Dataset entries: Begin

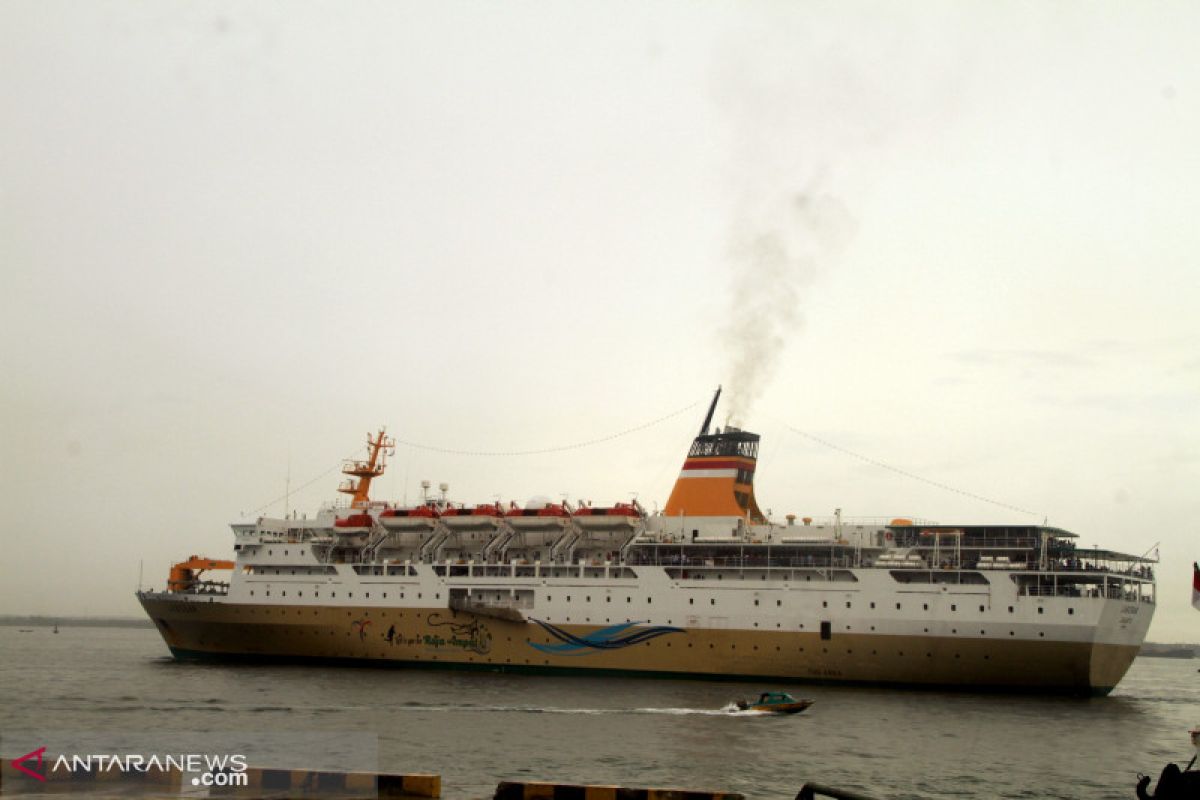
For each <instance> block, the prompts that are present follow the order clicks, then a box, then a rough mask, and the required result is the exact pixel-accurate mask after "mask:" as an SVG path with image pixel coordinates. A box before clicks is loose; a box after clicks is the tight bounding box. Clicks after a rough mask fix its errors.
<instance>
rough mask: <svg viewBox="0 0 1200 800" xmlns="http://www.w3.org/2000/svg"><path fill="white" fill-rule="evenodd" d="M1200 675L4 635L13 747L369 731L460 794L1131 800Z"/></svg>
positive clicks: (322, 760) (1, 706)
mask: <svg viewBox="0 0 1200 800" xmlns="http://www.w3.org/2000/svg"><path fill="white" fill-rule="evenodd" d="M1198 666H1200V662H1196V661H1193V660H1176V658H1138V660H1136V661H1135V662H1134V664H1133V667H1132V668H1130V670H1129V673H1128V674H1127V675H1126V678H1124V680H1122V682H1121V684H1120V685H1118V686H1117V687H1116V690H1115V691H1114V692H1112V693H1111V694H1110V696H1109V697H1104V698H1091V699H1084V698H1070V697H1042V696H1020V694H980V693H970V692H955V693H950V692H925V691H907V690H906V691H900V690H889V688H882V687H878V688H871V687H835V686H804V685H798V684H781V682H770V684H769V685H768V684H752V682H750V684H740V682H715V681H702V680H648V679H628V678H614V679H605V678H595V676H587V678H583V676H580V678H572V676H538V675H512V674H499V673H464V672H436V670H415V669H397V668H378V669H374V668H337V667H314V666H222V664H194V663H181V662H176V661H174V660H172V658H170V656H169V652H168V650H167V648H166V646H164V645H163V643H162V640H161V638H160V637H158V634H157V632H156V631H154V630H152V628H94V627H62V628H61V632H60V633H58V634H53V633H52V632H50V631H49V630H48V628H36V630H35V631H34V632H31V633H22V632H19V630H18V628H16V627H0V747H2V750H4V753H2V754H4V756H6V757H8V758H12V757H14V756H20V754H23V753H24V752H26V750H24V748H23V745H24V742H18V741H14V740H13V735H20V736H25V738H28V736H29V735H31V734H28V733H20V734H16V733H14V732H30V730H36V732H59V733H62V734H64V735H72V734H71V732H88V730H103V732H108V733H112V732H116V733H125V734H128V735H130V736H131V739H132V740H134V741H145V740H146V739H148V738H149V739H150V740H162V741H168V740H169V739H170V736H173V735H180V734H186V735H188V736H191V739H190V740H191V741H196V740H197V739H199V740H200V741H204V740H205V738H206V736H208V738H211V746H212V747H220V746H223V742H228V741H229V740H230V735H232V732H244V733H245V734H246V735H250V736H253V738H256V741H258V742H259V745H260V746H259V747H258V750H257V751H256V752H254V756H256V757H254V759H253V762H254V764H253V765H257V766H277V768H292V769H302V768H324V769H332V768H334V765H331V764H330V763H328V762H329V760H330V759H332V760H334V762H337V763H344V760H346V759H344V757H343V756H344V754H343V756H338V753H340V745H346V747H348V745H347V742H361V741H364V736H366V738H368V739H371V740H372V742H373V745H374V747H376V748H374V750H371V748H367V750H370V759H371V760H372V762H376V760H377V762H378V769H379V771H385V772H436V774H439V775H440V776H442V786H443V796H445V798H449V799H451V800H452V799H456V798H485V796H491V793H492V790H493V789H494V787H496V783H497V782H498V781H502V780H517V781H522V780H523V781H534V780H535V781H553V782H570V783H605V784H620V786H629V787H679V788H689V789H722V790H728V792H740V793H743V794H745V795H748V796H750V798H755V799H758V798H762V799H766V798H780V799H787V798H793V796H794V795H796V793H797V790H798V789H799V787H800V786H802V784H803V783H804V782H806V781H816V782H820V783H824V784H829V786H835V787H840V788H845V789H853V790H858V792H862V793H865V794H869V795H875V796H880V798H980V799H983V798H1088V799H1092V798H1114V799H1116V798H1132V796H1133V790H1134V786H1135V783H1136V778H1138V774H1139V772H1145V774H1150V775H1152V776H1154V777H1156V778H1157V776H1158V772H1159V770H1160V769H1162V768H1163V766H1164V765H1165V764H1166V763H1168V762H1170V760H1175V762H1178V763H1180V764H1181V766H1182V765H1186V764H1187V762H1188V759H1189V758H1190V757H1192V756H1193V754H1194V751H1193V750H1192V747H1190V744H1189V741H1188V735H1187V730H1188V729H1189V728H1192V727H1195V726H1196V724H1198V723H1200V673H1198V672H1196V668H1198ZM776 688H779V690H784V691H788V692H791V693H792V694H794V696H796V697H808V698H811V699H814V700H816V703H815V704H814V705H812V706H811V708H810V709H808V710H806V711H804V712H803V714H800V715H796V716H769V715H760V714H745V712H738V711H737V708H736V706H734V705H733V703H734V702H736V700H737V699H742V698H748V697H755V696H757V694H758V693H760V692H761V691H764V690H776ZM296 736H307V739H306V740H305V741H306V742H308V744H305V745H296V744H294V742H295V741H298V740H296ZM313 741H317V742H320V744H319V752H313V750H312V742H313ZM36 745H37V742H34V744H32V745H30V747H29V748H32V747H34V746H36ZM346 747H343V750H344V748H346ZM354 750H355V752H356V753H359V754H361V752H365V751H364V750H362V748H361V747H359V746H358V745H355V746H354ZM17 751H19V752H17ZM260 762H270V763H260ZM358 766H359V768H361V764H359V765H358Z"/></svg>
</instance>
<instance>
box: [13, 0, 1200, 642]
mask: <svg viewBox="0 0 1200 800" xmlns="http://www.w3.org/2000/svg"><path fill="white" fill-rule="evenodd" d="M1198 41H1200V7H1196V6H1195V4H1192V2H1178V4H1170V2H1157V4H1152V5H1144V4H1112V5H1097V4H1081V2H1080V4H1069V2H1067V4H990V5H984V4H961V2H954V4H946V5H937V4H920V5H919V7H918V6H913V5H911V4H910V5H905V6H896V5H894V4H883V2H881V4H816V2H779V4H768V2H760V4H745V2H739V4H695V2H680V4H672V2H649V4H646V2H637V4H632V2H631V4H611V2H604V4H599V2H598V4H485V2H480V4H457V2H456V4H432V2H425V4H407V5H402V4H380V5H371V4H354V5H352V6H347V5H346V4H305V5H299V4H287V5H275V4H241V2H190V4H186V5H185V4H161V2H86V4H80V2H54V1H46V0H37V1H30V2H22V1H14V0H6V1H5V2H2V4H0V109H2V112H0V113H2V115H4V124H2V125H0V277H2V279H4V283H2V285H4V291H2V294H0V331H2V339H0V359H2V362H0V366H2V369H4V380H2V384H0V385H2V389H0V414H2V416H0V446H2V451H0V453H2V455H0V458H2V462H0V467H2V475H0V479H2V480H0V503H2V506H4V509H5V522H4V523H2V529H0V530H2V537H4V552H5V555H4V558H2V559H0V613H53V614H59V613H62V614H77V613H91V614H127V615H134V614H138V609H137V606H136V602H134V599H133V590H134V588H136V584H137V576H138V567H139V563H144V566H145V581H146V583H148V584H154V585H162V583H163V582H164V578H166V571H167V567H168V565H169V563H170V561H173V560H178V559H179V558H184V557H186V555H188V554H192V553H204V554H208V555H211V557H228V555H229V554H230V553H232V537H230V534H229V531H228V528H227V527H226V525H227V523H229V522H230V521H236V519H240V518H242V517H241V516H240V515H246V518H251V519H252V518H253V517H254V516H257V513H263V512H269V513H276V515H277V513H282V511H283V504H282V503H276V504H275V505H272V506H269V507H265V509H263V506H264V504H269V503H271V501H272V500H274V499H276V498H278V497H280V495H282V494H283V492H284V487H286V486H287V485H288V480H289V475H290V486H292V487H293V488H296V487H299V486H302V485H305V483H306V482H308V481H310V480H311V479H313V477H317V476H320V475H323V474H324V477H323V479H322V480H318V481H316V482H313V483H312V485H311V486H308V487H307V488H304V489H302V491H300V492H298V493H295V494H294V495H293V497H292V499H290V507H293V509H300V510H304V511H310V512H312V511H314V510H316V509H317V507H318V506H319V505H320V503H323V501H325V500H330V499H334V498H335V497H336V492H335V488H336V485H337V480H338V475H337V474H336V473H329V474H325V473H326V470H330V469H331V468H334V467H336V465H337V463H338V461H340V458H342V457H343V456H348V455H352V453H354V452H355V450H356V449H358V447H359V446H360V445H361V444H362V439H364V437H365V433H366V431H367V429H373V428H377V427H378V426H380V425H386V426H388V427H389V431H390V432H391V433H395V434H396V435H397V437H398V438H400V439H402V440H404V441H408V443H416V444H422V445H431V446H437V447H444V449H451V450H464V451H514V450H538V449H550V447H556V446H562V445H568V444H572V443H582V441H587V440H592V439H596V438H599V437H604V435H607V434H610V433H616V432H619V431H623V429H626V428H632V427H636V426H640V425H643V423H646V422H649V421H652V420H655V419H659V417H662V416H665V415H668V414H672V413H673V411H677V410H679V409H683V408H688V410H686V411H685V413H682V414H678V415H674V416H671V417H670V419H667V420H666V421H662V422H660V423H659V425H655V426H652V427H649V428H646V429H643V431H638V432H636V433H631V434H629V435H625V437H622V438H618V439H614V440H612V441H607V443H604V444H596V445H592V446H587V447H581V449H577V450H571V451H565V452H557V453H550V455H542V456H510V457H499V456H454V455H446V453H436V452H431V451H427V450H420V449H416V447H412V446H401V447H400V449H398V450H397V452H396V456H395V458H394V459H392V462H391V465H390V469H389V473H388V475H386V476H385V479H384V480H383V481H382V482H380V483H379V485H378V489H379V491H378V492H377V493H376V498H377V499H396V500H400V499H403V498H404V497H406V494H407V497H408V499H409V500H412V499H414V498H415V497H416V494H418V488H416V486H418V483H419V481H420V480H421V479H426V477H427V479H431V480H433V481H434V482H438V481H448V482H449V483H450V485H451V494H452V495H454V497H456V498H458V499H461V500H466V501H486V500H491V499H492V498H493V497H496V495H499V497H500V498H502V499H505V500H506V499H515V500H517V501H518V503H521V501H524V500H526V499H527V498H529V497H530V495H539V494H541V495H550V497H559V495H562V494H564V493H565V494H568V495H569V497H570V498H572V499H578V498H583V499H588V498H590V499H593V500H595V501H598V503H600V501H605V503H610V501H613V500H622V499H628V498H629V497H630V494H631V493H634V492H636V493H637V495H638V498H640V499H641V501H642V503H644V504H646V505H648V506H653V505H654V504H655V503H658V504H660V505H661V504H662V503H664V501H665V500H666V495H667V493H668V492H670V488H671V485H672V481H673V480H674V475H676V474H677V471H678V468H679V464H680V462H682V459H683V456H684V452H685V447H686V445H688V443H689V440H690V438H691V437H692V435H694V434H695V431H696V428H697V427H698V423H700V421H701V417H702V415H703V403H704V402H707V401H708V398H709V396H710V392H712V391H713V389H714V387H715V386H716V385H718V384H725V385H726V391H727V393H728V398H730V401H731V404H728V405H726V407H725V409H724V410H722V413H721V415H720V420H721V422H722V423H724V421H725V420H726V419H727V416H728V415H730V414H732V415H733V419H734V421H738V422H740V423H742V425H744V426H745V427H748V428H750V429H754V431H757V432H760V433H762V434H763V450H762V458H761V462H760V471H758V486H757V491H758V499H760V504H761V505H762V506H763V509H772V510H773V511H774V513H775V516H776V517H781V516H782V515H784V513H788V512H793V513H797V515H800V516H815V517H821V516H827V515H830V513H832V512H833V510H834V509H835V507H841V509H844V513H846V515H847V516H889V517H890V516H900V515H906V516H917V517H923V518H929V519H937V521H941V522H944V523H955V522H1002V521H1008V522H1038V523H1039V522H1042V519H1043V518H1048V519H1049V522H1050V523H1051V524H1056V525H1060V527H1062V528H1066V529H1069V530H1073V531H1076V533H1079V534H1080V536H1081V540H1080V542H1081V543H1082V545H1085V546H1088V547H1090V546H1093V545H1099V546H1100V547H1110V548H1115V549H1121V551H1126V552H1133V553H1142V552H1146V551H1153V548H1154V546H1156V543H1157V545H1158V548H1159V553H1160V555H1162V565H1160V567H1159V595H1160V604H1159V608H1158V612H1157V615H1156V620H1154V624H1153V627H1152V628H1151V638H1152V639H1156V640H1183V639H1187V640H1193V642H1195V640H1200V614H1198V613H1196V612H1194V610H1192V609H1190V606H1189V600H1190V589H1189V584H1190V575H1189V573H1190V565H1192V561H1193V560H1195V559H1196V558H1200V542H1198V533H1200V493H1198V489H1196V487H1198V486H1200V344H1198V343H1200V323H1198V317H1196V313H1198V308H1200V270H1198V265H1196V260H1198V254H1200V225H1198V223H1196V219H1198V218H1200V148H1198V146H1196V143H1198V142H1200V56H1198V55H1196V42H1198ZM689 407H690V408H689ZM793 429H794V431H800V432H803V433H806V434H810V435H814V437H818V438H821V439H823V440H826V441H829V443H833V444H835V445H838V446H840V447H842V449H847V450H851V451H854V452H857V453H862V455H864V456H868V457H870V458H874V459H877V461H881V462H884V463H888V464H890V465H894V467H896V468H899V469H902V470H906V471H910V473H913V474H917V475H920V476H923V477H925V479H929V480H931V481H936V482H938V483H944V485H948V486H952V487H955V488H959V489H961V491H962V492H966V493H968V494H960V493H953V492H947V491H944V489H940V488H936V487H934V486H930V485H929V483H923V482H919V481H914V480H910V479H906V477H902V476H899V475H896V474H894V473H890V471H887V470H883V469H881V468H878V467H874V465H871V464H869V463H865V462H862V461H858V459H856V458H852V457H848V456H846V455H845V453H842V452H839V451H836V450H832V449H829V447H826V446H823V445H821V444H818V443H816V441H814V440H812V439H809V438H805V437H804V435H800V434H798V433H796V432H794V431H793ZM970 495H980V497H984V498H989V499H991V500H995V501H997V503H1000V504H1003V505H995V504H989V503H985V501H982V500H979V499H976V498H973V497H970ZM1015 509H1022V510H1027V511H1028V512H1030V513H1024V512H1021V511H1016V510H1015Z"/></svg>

Dataset entries: End

:: Directions for this task ::
Copy the material from its beginning through the line that contains "positive clicks: (322, 760) (1, 706)", both ends included, and leave the picture out of your copy.

:: Reply to the exercise ::
For each <instance> block, the prompts that are present follow the order clicks, then a box, then a rough mask, and the required result is the exact pixel-accurate mask after "mask:" as an SVG path with image pixel coordinates. A box before clicks is loose; a box after clicks is the tight bounding box. Clicks after a rough mask fix its errors.
<instance>
rough mask: <svg viewBox="0 0 1200 800" xmlns="http://www.w3.org/2000/svg"><path fill="white" fill-rule="evenodd" d="M1200 675L4 635L13 747L369 731L460 794L1131 800Z"/></svg>
positive clicks: (322, 760) (1, 706)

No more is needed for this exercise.